Locate each line below that contains the string "cliff", and copy every such line.
**********
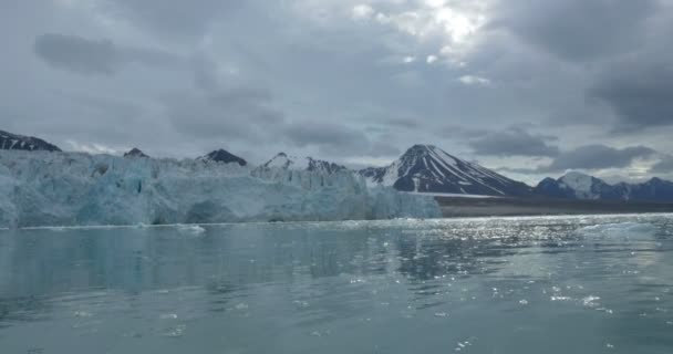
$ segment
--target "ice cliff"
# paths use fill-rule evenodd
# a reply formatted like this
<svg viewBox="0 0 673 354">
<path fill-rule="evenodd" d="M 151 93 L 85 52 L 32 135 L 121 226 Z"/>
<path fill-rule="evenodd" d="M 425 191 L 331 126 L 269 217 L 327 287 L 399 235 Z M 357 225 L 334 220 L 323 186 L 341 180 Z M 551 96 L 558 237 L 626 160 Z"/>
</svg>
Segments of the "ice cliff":
<svg viewBox="0 0 673 354">
<path fill-rule="evenodd" d="M 0 227 L 439 217 L 431 197 L 367 189 L 349 170 L 199 159 L 0 152 Z"/>
</svg>

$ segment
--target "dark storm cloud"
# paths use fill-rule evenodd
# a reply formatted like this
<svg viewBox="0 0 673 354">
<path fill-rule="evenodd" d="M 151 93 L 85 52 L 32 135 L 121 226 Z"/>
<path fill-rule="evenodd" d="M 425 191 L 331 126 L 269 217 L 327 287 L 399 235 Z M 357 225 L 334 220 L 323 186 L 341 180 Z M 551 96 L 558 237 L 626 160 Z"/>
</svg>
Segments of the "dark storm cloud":
<svg viewBox="0 0 673 354">
<path fill-rule="evenodd" d="M 182 62 L 178 56 L 161 51 L 120 48 L 107 39 L 91 40 L 58 33 L 39 35 L 33 49 L 48 64 L 80 74 L 112 75 L 123 65 L 133 62 L 158 66 Z"/>
<path fill-rule="evenodd" d="M 669 153 L 665 1 L 441 2 L 18 1 L 0 11 L 0 126 L 172 156 L 294 148 L 377 164 L 435 143 L 558 169 L 648 153 L 608 146 Z M 354 19 L 356 4 L 371 15 Z M 448 33 L 480 17 L 470 35 Z M 567 152 L 583 144 L 596 145 Z"/>
<path fill-rule="evenodd" d="M 34 51 L 54 67 L 82 74 L 111 75 L 122 64 L 122 58 L 110 40 L 46 33 L 35 39 Z"/>
<path fill-rule="evenodd" d="M 112 15 L 131 19 L 159 34 L 199 34 L 219 17 L 227 18 L 245 0 L 107 0 Z"/>
<path fill-rule="evenodd" d="M 549 166 L 538 170 L 541 173 L 563 171 L 567 169 L 604 169 L 630 166 L 635 159 L 648 158 L 656 152 L 645 146 L 613 148 L 605 145 L 586 145 L 563 152 Z"/>
<path fill-rule="evenodd" d="M 558 146 L 550 145 L 553 137 L 532 135 L 522 128 L 490 132 L 468 142 L 474 153 L 484 156 L 547 156 L 559 155 Z"/>
<path fill-rule="evenodd" d="M 589 96 L 614 112 L 615 131 L 629 133 L 673 124 L 673 66 L 649 59 L 611 65 L 589 90 Z"/>
<path fill-rule="evenodd" d="M 560 58 L 588 60 L 642 45 L 645 21 L 658 9 L 655 0 L 503 1 L 491 25 Z"/>
</svg>

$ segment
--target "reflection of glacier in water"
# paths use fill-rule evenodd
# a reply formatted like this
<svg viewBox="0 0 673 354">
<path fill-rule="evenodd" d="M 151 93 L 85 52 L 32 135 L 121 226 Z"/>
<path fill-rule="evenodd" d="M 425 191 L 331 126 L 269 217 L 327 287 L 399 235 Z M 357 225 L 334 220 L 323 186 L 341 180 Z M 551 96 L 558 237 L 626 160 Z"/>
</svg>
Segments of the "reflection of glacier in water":
<svg viewBox="0 0 673 354">
<path fill-rule="evenodd" d="M 2 352 L 673 350 L 671 216 L 198 228 L 0 231 Z"/>
</svg>

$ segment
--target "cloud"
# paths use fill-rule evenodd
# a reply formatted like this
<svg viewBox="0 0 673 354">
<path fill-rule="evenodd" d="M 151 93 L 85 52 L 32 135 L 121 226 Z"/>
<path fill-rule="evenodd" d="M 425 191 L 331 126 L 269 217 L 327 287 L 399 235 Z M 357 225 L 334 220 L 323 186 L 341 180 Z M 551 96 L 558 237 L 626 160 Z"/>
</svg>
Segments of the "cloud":
<svg viewBox="0 0 673 354">
<path fill-rule="evenodd" d="M 208 139 L 232 139 L 253 144 L 283 123 L 283 113 L 272 106 L 263 90 L 235 87 L 210 93 L 174 93 L 163 100 L 166 115 L 182 134 Z"/>
<path fill-rule="evenodd" d="M 315 146 L 328 154 L 362 153 L 370 148 L 366 136 L 356 129 L 324 122 L 293 122 L 283 129 L 297 147 Z"/>
<path fill-rule="evenodd" d="M 112 75 L 133 62 L 158 66 L 182 62 L 177 55 L 162 51 L 120 48 L 108 39 L 91 40 L 58 33 L 38 35 L 33 50 L 45 63 L 79 74 Z"/>
<path fill-rule="evenodd" d="M 484 156 L 531 156 L 553 157 L 559 155 L 559 148 L 549 145 L 555 138 L 543 135 L 532 135 L 521 128 L 490 132 L 469 140 L 474 153 Z"/>
<path fill-rule="evenodd" d="M 111 75 L 122 65 L 122 58 L 110 40 L 46 33 L 35 39 L 34 51 L 54 67 L 82 74 Z"/>
<path fill-rule="evenodd" d="M 666 155 L 663 158 L 654 164 L 649 173 L 651 174 L 670 174 L 673 173 L 673 156 Z"/>
<path fill-rule="evenodd" d="M 374 14 L 374 9 L 366 4 L 366 3 L 360 3 L 353 7 L 353 11 L 352 11 L 352 17 L 353 19 L 360 20 L 360 19 L 369 19 Z"/>
<path fill-rule="evenodd" d="M 568 169 L 623 168 L 641 158 L 652 157 L 656 152 L 645 146 L 613 148 L 605 145 L 584 145 L 563 152 L 553 162 L 538 168 L 541 173 L 565 171 Z"/>
<path fill-rule="evenodd" d="M 632 51 L 642 45 L 655 0 L 503 1 L 491 28 L 570 61 Z"/>
<path fill-rule="evenodd" d="M 107 0 L 108 13 L 151 29 L 159 35 L 197 37 L 221 15 L 228 18 L 246 6 L 236 0 Z"/>
</svg>

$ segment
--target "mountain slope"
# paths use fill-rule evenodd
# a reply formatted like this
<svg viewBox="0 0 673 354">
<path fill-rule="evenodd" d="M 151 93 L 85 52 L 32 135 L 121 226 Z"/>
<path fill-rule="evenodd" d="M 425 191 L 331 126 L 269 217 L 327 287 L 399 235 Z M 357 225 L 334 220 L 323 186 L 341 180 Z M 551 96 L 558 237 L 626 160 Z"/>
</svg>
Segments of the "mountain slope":
<svg viewBox="0 0 673 354">
<path fill-rule="evenodd" d="M 43 139 L 17 135 L 0 131 L 0 149 L 1 150 L 45 150 L 45 152 L 60 152 L 61 149 L 52 144 L 44 142 Z"/>
<path fill-rule="evenodd" d="M 143 150 L 137 147 L 132 148 L 127 153 L 124 153 L 124 157 L 149 157 Z"/>
<path fill-rule="evenodd" d="M 402 191 L 528 196 L 531 188 L 433 145 L 414 145 L 387 167 L 360 170 L 370 184 Z"/>
<path fill-rule="evenodd" d="M 206 156 L 201 156 L 198 159 L 211 160 L 211 162 L 224 163 L 224 164 L 238 164 L 240 166 L 248 165 L 248 162 L 246 162 L 245 159 L 242 159 L 225 149 L 221 149 L 221 148 L 218 150 L 211 152 Z"/>
<path fill-rule="evenodd" d="M 600 178 L 573 171 L 558 179 L 545 178 L 534 191 L 539 196 L 562 199 L 673 202 L 673 183 L 660 178 L 642 184 L 610 185 Z"/>
</svg>

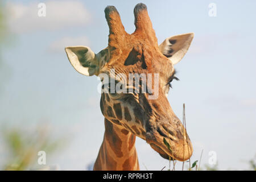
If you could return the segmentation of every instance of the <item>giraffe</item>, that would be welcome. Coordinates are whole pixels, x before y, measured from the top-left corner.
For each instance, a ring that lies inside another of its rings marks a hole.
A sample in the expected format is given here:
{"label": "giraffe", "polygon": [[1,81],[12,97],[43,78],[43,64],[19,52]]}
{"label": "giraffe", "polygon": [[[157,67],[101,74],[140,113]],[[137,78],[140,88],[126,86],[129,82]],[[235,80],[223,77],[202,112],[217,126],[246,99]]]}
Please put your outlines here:
{"label": "giraffe", "polygon": [[111,81],[104,82],[101,74],[115,84],[126,81],[113,77],[110,73],[113,69],[115,76],[121,73],[126,78],[130,73],[150,73],[154,78],[158,74],[158,81],[154,81],[156,85],[151,85],[158,88],[158,95],[149,99],[152,94],[149,91],[102,92],[100,108],[105,131],[93,169],[139,170],[136,136],[146,140],[164,159],[188,160],[192,145],[167,97],[171,82],[178,80],[174,65],[186,53],[193,33],[169,37],[158,46],[145,5],[134,7],[136,29],[131,34],[125,31],[114,6],[107,6],[105,14],[109,27],[108,46],[97,54],[88,47],[67,47],[65,50],[71,64],[80,73],[101,77],[102,88],[107,89]]}

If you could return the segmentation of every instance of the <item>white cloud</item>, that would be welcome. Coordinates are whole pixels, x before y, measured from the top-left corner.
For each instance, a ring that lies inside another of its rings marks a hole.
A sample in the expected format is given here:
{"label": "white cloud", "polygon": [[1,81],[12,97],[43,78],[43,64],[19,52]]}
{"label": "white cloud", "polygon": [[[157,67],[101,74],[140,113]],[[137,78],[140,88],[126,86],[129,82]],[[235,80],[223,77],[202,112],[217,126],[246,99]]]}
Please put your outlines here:
{"label": "white cloud", "polygon": [[68,46],[89,45],[89,40],[85,36],[76,38],[64,37],[53,42],[49,45],[48,49],[51,52],[63,52],[64,48]]}
{"label": "white cloud", "polygon": [[38,30],[56,30],[82,27],[91,19],[84,4],[78,1],[47,1],[46,16],[38,15],[39,2],[27,5],[10,2],[7,4],[9,25],[16,33]]}

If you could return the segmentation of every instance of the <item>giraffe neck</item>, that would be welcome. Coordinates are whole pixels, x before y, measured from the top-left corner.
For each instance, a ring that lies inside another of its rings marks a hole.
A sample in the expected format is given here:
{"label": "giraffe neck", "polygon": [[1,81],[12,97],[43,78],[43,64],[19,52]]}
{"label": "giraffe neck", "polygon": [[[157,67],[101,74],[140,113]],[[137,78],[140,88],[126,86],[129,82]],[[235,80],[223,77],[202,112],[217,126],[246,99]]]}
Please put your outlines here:
{"label": "giraffe neck", "polygon": [[136,136],[105,119],[104,139],[94,170],[139,170]]}

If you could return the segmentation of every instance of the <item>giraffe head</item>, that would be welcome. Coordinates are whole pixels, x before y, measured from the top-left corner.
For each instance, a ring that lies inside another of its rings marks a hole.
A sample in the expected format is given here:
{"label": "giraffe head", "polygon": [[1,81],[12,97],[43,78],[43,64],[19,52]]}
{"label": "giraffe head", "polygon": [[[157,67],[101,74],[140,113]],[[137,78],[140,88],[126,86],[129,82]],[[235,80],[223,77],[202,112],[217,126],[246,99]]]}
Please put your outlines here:
{"label": "giraffe head", "polygon": [[[192,144],[167,96],[170,82],[177,79],[174,65],[185,54],[193,34],[170,37],[158,46],[146,5],[138,4],[134,13],[136,30],[129,34],[117,9],[108,6],[108,47],[97,54],[88,47],[68,47],[67,56],[77,72],[99,76],[104,91],[110,91],[101,94],[101,110],[106,119],[145,140],[164,158],[187,160]],[[136,77],[129,80],[136,73],[137,88],[136,81],[130,82]]]}

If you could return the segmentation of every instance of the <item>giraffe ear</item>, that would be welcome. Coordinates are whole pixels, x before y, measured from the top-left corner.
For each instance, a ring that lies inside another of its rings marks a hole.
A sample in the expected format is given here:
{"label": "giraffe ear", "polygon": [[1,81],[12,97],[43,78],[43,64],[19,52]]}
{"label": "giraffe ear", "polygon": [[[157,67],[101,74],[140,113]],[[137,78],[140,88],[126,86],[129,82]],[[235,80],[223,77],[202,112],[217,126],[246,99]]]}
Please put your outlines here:
{"label": "giraffe ear", "polygon": [[85,76],[98,74],[99,59],[89,47],[67,47],[65,51],[70,63],[79,73]]}
{"label": "giraffe ear", "polygon": [[188,51],[194,33],[175,35],[167,38],[159,45],[161,52],[172,63],[179,63]]}

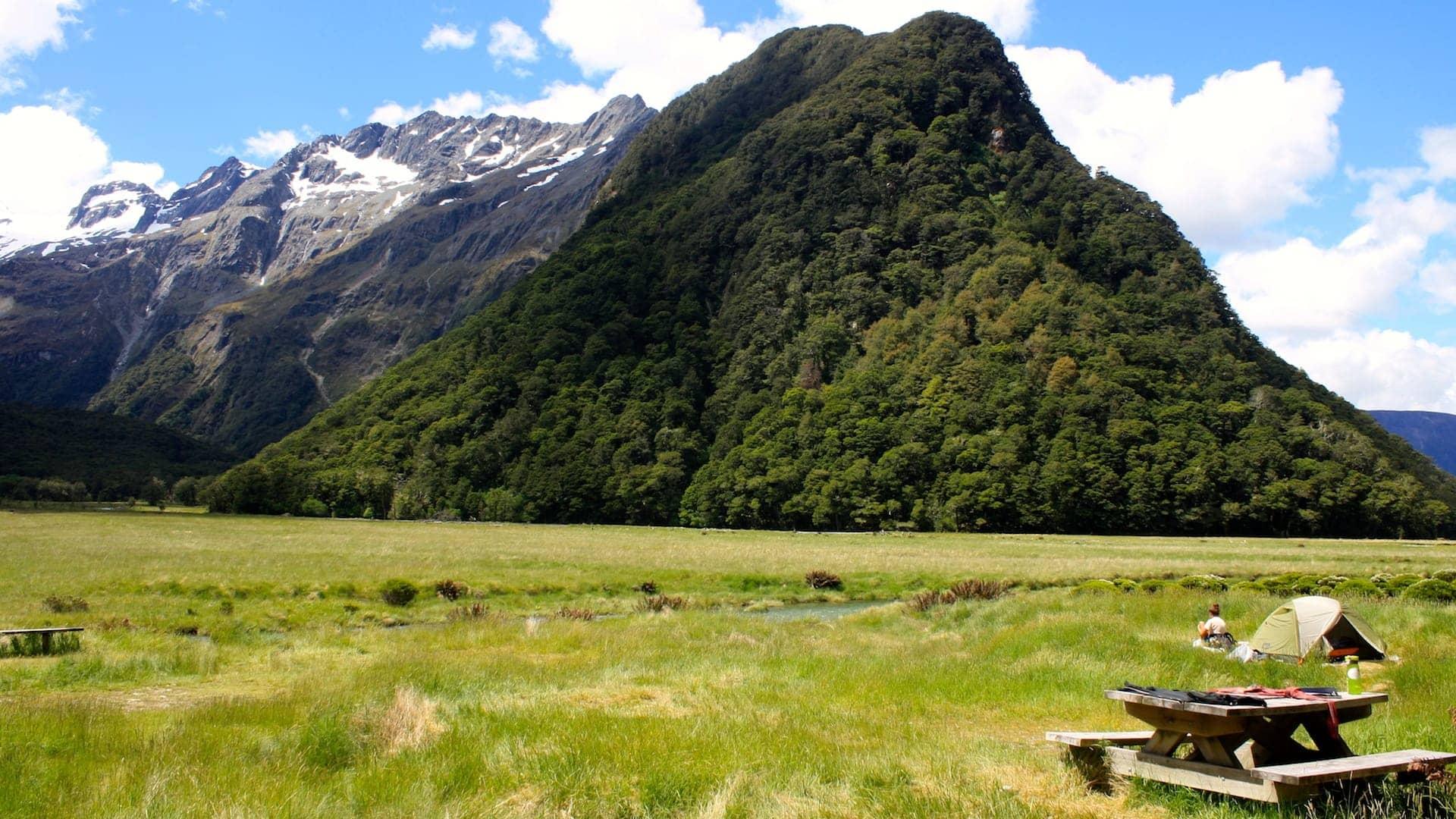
**********
THE ANSWER:
--target "ice cliff"
Segments of the "ice cliff":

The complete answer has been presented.